**Article:**
That is perhaps what IS had intended when it plotted these terrorist attacks: widen the warfront and sharpen the polarisation. Whether it’s the Paris carnage or the blowing up of the Russian airliner in midair it indicates the growing reach of IS and its organisational capacity to carry out such spectacular and coordinated militant attacks. The aerial bombing by the US-led coalition may have stalled the IS advance, but it has failed to drive out the group from the territories under its control.

The militant Islamic State group has much greater appeal for radical Muslims than other such outfits.

With a huge number of foreign fighters, many of them from European countries, joining IS militants, a terrorist attack in their country was predictable. But no one estimated the extent of the group’s capacity to carry out such large-scale mayhem. The identity of the attackers and the mastermind shows that almost all of them were home-grown radicals under the influence of the IS.

Surely most of the foreign fighters have linkages back home, even though they may never return. The cultural alienation and economic marginalisation of the Muslim population, mostly the second and third generation of immigrants, provides a favourable environment for the radical groups to enlist young recruits.

More than Al Qaeda or any other Islamic militant groups, IS with its sizable territorial control in Iraq and Syria and a highly sophisticated propaganda campaign, has much greater appeal for radical Muslims across the world. Its occupation of oil-rich regions provides the group with huge financial resources to continue its activities.

It has also benefited hugely by the ongoing proxy war in the Middle East between the Saudi-led Arab coalition and Iran.

The Saudi financial support for the Sunni militants fighting in Syria has indirectly helped the group. Most of the Saudi-backed groups have joined IS.

[Point labeling examples]
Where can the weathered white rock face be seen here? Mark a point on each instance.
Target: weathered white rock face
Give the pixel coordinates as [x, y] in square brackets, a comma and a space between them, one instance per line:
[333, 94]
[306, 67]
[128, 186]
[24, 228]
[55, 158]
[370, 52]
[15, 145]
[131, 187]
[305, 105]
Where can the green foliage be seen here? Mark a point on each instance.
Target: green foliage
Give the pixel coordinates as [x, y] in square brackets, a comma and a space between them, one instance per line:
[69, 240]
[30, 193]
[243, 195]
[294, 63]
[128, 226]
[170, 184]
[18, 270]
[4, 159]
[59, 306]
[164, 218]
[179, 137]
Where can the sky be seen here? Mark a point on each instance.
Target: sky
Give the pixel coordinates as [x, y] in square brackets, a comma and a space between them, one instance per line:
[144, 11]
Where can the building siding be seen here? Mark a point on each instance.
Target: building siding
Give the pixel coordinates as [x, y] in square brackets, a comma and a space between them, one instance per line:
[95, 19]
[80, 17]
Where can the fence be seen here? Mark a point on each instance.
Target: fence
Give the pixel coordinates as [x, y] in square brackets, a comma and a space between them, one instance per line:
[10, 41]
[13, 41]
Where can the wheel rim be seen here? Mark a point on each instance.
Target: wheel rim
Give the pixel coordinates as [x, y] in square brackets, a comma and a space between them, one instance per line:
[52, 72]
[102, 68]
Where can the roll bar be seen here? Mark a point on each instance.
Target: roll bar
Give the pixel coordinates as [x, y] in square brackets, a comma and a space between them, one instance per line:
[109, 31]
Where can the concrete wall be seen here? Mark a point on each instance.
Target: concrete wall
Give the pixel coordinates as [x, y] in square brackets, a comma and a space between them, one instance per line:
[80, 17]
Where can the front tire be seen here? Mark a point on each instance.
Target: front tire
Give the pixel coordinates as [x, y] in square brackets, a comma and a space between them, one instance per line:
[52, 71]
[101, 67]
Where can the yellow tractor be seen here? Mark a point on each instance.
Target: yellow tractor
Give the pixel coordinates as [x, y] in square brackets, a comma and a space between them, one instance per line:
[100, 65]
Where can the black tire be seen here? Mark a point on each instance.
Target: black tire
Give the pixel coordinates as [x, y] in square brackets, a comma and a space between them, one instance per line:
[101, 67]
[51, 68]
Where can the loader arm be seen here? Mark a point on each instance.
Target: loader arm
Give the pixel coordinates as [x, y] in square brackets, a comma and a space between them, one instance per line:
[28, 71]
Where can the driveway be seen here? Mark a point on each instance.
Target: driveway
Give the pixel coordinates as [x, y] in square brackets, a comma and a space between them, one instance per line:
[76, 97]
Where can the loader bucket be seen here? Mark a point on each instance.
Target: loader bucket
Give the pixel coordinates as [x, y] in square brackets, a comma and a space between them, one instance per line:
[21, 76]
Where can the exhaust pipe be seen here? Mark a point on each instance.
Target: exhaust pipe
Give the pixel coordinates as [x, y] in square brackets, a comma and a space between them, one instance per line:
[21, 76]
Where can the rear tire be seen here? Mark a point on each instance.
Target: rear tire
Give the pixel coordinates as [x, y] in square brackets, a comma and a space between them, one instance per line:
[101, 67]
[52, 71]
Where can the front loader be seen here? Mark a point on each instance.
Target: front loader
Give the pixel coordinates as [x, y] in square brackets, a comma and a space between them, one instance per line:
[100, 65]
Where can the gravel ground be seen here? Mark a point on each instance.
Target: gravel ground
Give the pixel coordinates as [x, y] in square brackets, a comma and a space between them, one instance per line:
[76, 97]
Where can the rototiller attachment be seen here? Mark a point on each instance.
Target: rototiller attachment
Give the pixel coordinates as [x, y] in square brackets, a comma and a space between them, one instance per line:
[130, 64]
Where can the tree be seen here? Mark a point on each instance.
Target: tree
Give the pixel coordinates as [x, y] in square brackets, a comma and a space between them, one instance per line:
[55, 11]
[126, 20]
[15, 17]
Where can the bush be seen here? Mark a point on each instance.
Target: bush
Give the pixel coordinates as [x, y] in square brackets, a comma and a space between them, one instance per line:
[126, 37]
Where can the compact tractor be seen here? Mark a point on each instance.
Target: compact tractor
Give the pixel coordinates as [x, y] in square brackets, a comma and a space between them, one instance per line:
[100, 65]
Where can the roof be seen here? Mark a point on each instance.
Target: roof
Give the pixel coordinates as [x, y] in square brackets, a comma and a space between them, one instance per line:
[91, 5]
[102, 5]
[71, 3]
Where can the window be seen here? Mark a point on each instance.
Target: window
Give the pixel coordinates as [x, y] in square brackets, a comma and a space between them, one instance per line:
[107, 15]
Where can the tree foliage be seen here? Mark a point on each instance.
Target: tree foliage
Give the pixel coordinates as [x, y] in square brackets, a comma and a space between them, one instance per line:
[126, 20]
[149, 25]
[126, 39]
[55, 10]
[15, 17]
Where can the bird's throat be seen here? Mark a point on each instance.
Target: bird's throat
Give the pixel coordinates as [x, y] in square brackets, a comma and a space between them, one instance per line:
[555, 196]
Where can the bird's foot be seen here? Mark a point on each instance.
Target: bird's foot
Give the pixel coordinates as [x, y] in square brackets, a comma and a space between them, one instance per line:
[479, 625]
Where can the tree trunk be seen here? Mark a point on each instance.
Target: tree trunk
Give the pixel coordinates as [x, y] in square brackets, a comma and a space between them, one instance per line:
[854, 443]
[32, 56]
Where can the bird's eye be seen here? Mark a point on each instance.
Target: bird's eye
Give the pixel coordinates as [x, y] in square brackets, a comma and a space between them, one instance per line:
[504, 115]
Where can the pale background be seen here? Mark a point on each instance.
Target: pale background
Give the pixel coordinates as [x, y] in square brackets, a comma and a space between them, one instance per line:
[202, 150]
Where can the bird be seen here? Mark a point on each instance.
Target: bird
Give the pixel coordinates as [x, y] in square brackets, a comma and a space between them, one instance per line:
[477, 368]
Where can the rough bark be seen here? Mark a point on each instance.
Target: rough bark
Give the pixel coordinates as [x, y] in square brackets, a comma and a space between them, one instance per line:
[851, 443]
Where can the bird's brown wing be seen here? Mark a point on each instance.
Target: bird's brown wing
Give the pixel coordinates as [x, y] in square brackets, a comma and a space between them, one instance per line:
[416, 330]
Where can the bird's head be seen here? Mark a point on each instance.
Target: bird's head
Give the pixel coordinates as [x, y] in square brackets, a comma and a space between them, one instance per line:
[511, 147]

**What to work on:**
1. List each place name that the article uses as a standalone proper noun, not inside a hyphenated compound or as an adjective such as "Russian." Give each name once.
2. Count the lines in the rows that contain the string "yellow", matching case exactly, and give only the number.
The article and the rows are independent of each other.

**Answers for this exercise:**
1. Paris, Iraq, Syria, the Middle East, Iran

2. 2